Entries for labeling bounding boxes
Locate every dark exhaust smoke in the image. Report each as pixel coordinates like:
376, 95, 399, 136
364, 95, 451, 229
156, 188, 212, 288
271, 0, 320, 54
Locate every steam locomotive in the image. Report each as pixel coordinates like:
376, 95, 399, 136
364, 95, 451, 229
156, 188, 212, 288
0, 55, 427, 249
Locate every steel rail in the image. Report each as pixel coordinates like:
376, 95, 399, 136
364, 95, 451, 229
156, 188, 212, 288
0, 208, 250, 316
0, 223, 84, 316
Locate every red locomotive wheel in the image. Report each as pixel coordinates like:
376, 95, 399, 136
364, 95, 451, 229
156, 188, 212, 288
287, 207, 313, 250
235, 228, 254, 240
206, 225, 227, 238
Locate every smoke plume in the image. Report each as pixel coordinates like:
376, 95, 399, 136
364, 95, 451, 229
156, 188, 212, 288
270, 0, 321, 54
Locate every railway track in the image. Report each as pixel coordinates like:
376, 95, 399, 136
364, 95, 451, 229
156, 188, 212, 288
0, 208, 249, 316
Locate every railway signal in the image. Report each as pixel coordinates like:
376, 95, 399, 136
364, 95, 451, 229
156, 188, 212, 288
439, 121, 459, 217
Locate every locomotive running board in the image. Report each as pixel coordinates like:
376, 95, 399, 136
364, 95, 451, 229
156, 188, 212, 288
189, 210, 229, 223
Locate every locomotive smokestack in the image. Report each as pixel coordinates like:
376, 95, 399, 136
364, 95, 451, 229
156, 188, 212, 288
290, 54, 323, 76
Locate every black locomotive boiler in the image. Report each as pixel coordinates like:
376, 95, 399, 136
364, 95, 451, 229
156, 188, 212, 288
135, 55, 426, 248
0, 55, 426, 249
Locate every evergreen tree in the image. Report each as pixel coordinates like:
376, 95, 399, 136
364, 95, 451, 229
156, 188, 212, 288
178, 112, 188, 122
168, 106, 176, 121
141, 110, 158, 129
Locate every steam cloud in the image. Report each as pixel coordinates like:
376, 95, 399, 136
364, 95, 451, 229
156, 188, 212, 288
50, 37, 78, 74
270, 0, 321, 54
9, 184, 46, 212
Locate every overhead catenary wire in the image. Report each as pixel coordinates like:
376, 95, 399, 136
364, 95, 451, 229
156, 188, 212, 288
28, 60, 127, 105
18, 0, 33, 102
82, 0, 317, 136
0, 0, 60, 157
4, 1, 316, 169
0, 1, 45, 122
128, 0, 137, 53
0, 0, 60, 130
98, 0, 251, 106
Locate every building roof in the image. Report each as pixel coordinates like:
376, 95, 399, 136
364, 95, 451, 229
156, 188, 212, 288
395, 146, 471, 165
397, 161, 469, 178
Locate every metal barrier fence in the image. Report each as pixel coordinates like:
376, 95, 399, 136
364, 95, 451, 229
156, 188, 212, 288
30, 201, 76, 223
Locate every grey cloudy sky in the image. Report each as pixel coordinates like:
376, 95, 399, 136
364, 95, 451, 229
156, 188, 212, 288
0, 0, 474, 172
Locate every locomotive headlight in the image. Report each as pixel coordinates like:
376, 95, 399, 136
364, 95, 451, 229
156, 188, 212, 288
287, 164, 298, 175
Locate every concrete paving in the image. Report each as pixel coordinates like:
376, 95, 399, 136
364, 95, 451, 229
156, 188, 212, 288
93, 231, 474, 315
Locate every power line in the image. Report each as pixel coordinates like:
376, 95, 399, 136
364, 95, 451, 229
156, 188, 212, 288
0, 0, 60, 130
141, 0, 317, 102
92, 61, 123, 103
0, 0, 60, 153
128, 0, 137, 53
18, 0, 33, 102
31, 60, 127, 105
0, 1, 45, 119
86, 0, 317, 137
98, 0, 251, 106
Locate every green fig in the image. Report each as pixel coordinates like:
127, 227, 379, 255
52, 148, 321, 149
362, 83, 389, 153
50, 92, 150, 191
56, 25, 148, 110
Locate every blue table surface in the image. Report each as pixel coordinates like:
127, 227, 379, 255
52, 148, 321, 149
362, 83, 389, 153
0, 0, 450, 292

▸ **Prompt**: Transcribe the entire listing above verbatim, reproducing every line in its original order.

▸ **Reply to the exercise**:
Locate every dark exhaust smoke in the image. Report each as pixel coordinates like:
376, 95, 399, 136
364, 95, 451, 229
156, 188, 212, 288
271, 0, 320, 54
Locate every steam locomotive in the image. Report each as pixel coordinates like:
376, 95, 399, 136
364, 95, 451, 229
156, 188, 212, 288
0, 55, 427, 249
Locate every steel rail in the image. Report each as pixel coordinates like:
376, 95, 399, 136
364, 95, 451, 229
156, 188, 212, 288
0, 208, 250, 316
0, 223, 84, 316
Locate every red locomotive wheel in the image. Report each as pixel coordinates like:
376, 95, 399, 136
364, 95, 451, 229
156, 188, 212, 288
287, 207, 313, 250
235, 228, 254, 240
206, 225, 227, 238
Locate every smoke plume in the image. Report each as pixel coordinates like:
376, 95, 399, 136
364, 95, 451, 229
156, 188, 212, 288
270, 0, 321, 54
Locate every railway track in the image. Report each as pixel coordinates like:
376, 95, 399, 136
364, 95, 451, 229
156, 188, 212, 288
0, 208, 249, 316
Locate every railway signal in the image. Report each as pixel coordinates like:
376, 95, 399, 136
364, 95, 451, 229
156, 188, 212, 288
439, 121, 459, 217
Locate every locomotive running board in the image. Report each as pixel coordinates like:
376, 95, 399, 136
364, 95, 451, 229
156, 188, 212, 288
189, 210, 229, 223
Locate every locomotive smokestack in the image. Report each as pixel coordinates like:
376, 95, 399, 136
364, 95, 451, 229
156, 188, 212, 288
290, 54, 323, 76
Locate every black locomotive boiler in the image. Report each as pixel coordinates like:
376, 95, 399, 136
364, 95, 451, 229
156, 188, 212, 288
135, 55, 426, 248
0, 55, 426, 249
Locate every evergreen tree in the image. Report each as pixel coordinates like:
376, 95, 399, 136
364, 95, 451, 229
156, 188, 212, 288
178, 112, 188, 122
168, 106, 176, 121
141, 110, 158, 129
Locate every steam cloud in the image. Report each as pixel coordinates like:
376, 95, 399, 136
364, 95, 451, 229
156, 188, 212, 288
50, 37, 78, 74
270, 0, 321, 54
9, 184, 46, 212
Locate every overhead catenary wire in the image. Report each as pixel coordinates like:
376, 95, 399, 136
364, 95, 451, 229
156, 188, 212, 288
28, 60, 127, 105
18, 0, 33, 102
82, 0, 317, 136
0, 0, 60, 157
4, 1, 316, 169
0, 1, 45, 122
128, 0, 137, 53
0, 0, 60, 130
98, 0, 251, 106
Locate every building roof in the image. Report each as pixel coordinates like:
376, 95, 399, 136
364, 95, 451, 229
156, 188, 212, 288
395, 146, 471, 165
397, 161, 469, 178
Locate every metal barrier fence in the image. Report each as pixel coordinates like:
376, 95, 399, 136
364, 95, 451, 229
156, 188, 212, 288
30, 201, 76, 223
Locate every grey cloudy sky in the image. Report each as pixel coordinates like:
376, 95, 399, 136
364, 95, 451, 229
156, 188, 212, 288
0, 0, 474, 172
Locate every locomotive headlight in the image. Report each as pixel coordinates like:
376, 95, 399, 136
364, 95, 451, 229
156, 188, 212, 288
287, 164, 298, 175
Locate every concrete paving in the image. Report each as pixel coordinates like:
376, 95, 399, 136
364, 95, 451, 229
156, 188, 212, 288
93, 231, 474, 315
Locate every power line in the image. Report each as pixel coordinates like:
376, 95, 399, 136
364, 95, 451, 229
156, 188, 212, 288
0, 0, 60, 130
141, 0, 317, 102
92, 61, 123, 103
0, 0, 60, 153
128, 0, 137, 53
18, 0, 33, 102
31, 60, 127, 105
0, 1, 45, 119
86, 0, 317, 137
98, 0, 251, 106
Locate every green fig in the image. Report each as pixel coordinates like:
127, 227, 379, 255
52, 148, 321, 149
362, 83, 389, 153
50, 92, 150, 191
56, 25, 148, 110
Locate every blue table surface in the image. Report each as pixel coordinates like:
127, 227, 379, 255
52, 148, 321, 149
362, 83, 389, 153
0, 0, 450, 292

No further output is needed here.